(Items from a data source)
--- start ---

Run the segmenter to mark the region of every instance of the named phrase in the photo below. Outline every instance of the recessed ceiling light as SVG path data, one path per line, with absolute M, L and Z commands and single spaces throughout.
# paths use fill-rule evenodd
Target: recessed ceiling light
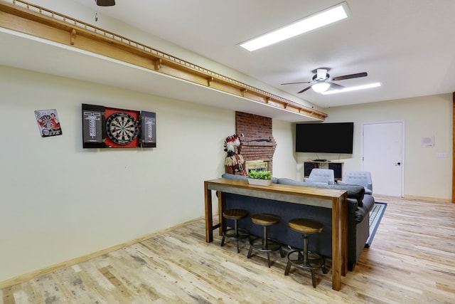
M 311 85 L 311 88 L 316 93 L 326 92 L 330 88 L 330 83 L 315 83 Z
M 348 9 L 348 4 L 346 2 L 343 2 L 335 6 L 299 20 L 289 26 L 244 42 L 240 44 L 240 46 L 250 51 L 256 51 L 264 46 L 343 20 L 348 16 L 349 10 Z
M 337 93 L 350 92 L 350 91 L 355 91 L 355 90 L 357 90 L 369 89 L 369 88 L 378 88 L 378 87 L 380 87 L 380 86 L 381 86 L 380 83 L 370 83 L 368 85 L 357 85 L 357 86 L 355 86 L 355 87 L 345 88 L 341 89 L 341 90 L 330 90 L 326 91 L 326 92 L 322 92 L 321 94 L 322 94 L 322 95 L 336 94 Z

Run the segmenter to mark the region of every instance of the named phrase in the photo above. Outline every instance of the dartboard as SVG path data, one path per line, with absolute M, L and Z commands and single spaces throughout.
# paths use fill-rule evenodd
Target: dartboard
M 128 113 L 117 112 L 107 118 L 106 131 L 112 142 L 117 145 L 128 145 L 137 137 L 139 128 L 134 117 Z

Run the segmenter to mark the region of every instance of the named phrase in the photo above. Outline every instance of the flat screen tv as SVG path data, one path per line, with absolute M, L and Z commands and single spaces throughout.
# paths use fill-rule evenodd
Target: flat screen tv
M 296 125 L 296 152 L 353 153 L 354 122 Z

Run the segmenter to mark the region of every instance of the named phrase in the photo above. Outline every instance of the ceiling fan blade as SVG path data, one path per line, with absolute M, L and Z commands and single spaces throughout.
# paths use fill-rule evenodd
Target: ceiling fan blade
M 98 6 L 112 6 L 115 5 L 115 0 L 95 0 Z
M 300 83 L 310 83 L 311 81 L 301 81 L 299 83 L 282 83 L 282 85 L 298 85 Z
M 330 88 L 331 90 L 341 90 L 343 89 L 345 87 L 343 87 L 343 85 L 340 85 L 336 83 L 330 83 Z
M 345 75 L 344 76 L 333 77 L 331 80 L 344 80 L 345 79 L 358 78 L 359 77 L 368 76 L 366 72 L 358 73 L 357 74 Z
M 305 92 L 306 90 L 309 90 L 310 88 L 311 88 L 311 85 L 310 85 L 309 87 L 306 87 L 304 89 L 303 89 L 302 90 L 301 90 L 300 92 L 297 92 L 297 94 L 300 94 L 301 93 L 304 93 Z

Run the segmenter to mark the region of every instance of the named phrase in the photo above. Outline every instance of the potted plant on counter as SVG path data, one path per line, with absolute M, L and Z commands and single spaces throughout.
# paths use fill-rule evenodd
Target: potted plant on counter
M 248 173 L 248 183 L 260 186 L 269 186 L 272 183 L 270 171 L 251 170 Z

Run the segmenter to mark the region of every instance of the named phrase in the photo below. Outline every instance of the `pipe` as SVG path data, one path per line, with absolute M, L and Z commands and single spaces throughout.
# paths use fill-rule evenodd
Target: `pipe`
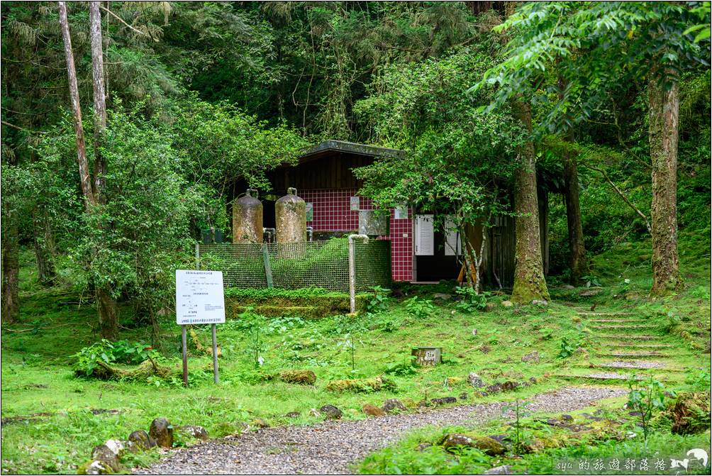
M 368 243 L 365 234 L 349 235 L 349 298 L 351 303 L 351 314 L 356 312 L 356 254 L 354 239 L 360 238 L 364 243 Z

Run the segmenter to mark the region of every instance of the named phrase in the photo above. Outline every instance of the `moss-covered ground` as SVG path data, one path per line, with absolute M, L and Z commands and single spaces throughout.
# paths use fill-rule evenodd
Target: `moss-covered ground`
M 72 355 L 98 340 L 95 311 L 90 305 L 80 304 L 81 296 L 33 284 L 28 274 L 33 272 L 32 264 L 26 262 L 23 282 L 29 284 L 23 285 L 21 292 L 21 321 L 6 326 L 2 333 L 2 472 L 73 472 L 89 457 L 94 445 L 110 438 L 125 438 L 136 429 L 147 429 L 158 416 L 175 425 L 203 425 L 211 437 L 219 437 L 264 422 L 308 425 L 322 419 L 309 410 L 326 404 L 342 409 L 344 418 L 363 418 L 365 403 L 380 405 L 389 398 L 418 402 L 465 393 L 468 402 L 525 400 L 534 393 L 565 385 L 610 384 L 586 378 L 600 370 L 592 370 L 592 365 L 611 360 L 602 356 L 611 342 L 602 331 L 592 328 L 590 320 L 593 318 L 582 317 L 594 305 L 595 313 L 631 313 L 628 317 L 651 326 L 644 329 L 645 334 L 673 346 L 674 351 L 665 359 L 671 370 L 634 373 L 652 376 L 666 388 L 708 388 L 710 269 L 708 254 L 704 256 L 708 244 L 693 236 L 681 237 L 681 259 L 688 287 L 676 296 L 655 301 L 646 296 L 648 249 L 649 244 L 624 243 L 595 257 L 590 287 L 570 289 L 553 279 L 553 301 L 548 306 L 506 307 L 502 302 L 508 296 L 500 294 L 488 298 L 488 309 L 468 312 L 457 306 L 454 285 L 441 284 L 407 286 L 404 296 L 390 299 L 384 310 L 355 318 L 271 318 L 258 320 L 251 326 L 240 319 L 231 320 L 218 331 L 222 352 L 220 383 L 212 382 L 211 358 L 192 348 L 188 388 L 182 386 L 179 378 L 100 381 L 77 377 Z M 438 293 L 450 298 L 436 297 Z M 418 296 L 415 304 L 409 301 L 414 296 Z M 431 301 L 431 310 L 418 304 L 426 300 Z M 122 316 L 120 338 L 149 345 L 150 326 L 134 321 L 129 308 L 122 309 Z M 179 328 L 165 319 L 157 346 L 159 362 L 178 368 Z M 202 345 L 208 346 L 209 329 L 196 331 Z M 635 333 L 644 332 L 625 332 Z M 442 365 L 412 366 L 411 349 L 419 346 L 441 347 Z M 538 363 L 522 361 L 523 356 L 535 351 Z M 313 371 L 315 384 L 271 378 L 286 369 Z M 530 377 L 536 383 L 481 396 L 467 381 L 471 372 L 478 373 L 488 385 L 524 382 Z M 395 389 L 374 393 L 325 390 L 333 380 L 379 376 L 392 381 Z M 612 383 L 625 386 L 625 382 Z M 612 408 L 622 404 L 619 399 L 611 403 Z M 300 416 L 285 416 L 293 411 Z M 702 437 L 707 438 L 708 446 L 708 430 Z M 411 443 L 416 438 L 388 450 L 392 452 L 390 460 L 414 457 Z M 677 438 L 654 435 L 649 444 L 658 441 L 655 438 L 661 445 L 664 441 L 677 444 Z M 691 443 L 681 441 L 681 447 Z M 587 450 L 605 447 L 600 445 Z M 147 464 L 157 453 L 132 457 L 128 462 Z M 545 471 L 548 467 L 536 457 L 524 457 L 521 465 Z M 377 458 L 373 458 L 362 467 L 363 470 L 389 467 L 379 466 Z M 426 471 L 426 467 L 419 467 Z M 431 467 L 434 472 L 457 472 L 450 466 Z

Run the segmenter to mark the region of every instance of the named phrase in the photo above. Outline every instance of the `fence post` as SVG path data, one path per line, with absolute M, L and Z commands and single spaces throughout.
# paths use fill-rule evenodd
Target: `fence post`
M 368 237 L 365 234 L 349 235 L 349 298 L 352 314 L 356 312 L 356 247 L 354 246 L 355 238 L 361 238 L 364 243 L 368 243 Z
M 265 265 L 265 277 L 267 279 L 267 287 L 272 287 L 272 266 L 269 263 L 269 249 L 267 244 L 262 244 L 262 261 Z

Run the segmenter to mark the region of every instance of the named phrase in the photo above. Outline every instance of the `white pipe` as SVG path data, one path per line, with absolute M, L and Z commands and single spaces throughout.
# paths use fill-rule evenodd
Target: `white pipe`
M 351 301 L 351 314 L 356 312 L 356 254 L 354 247 L 354 239 L 360 238 L 364 243 L 368 243 L 368 237 L 365 234 L 349 235 L 349 297 Z

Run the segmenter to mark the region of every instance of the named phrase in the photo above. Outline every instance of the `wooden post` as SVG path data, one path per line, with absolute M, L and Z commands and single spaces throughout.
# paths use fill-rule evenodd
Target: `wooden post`
M 269 249 L 267 249 L 267 244 L 262 244 L 262 261 L 265 265 L 265 277 L 267 279 L 267 287 L 272 287 L 272 266 L 269 262 Z
M 181 327 L 181 338 L 183 341 L 183 386 L 188 386 L 188 331 L 187 326 Z
M 213 380 L 216 383 L 220 381 L 218 374 L 218 340 L 215 335 L 215 324 L 211 326 L 213 334 Z

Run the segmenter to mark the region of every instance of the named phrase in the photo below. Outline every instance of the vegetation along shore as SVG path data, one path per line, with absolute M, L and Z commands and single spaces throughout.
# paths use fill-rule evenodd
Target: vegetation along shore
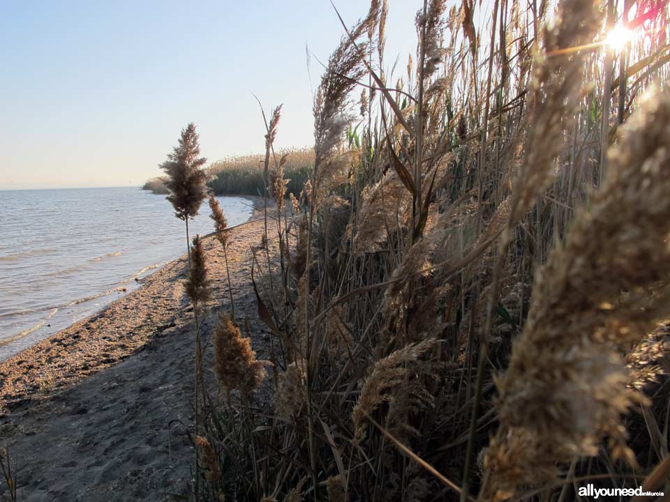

--- end ---

#### What is needed
Update the lines from the line with "of the ceiling" to the line with "M 98 6 L 112 6 L 115 5 L 115 0 L 95 0 Z" by replacing "ceiling fan blade" with "fan blade", keeping everything else the same.

#### Finished task
Run the segmenter to mark the region of every instance of the named phrase in the photo above. Outline every instance of the fan blade as SVG path data, one path per line, with absolute M, L and Z commands and single spaces throughout.
# paths use fill-rule evenodd
Target: fan blade
M 98 6 L 112 6 L 115 5 L 115 0 L 95 0 Z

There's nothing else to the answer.